Required work
Filter the entries down to the lines containing "Target", and copy those lines.

(Point localization data)
════════════════

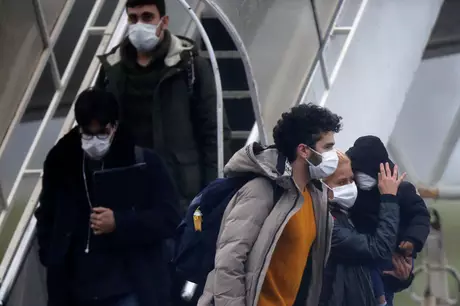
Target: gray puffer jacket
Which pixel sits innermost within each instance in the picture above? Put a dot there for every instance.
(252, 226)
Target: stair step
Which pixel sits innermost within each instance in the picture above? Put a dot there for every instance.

════════════════

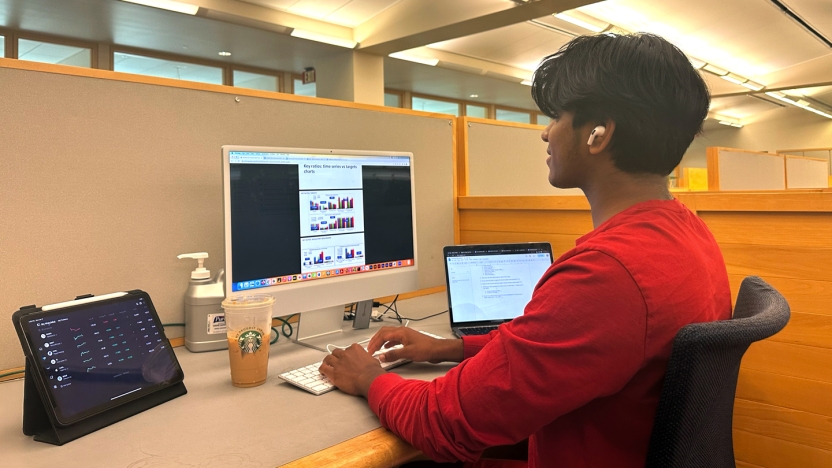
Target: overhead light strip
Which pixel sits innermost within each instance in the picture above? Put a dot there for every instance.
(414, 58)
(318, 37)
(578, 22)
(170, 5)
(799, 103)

════════════════

Response to this exercise
Target: gray puffer jacket
Target: stair step
Target: overhead light strip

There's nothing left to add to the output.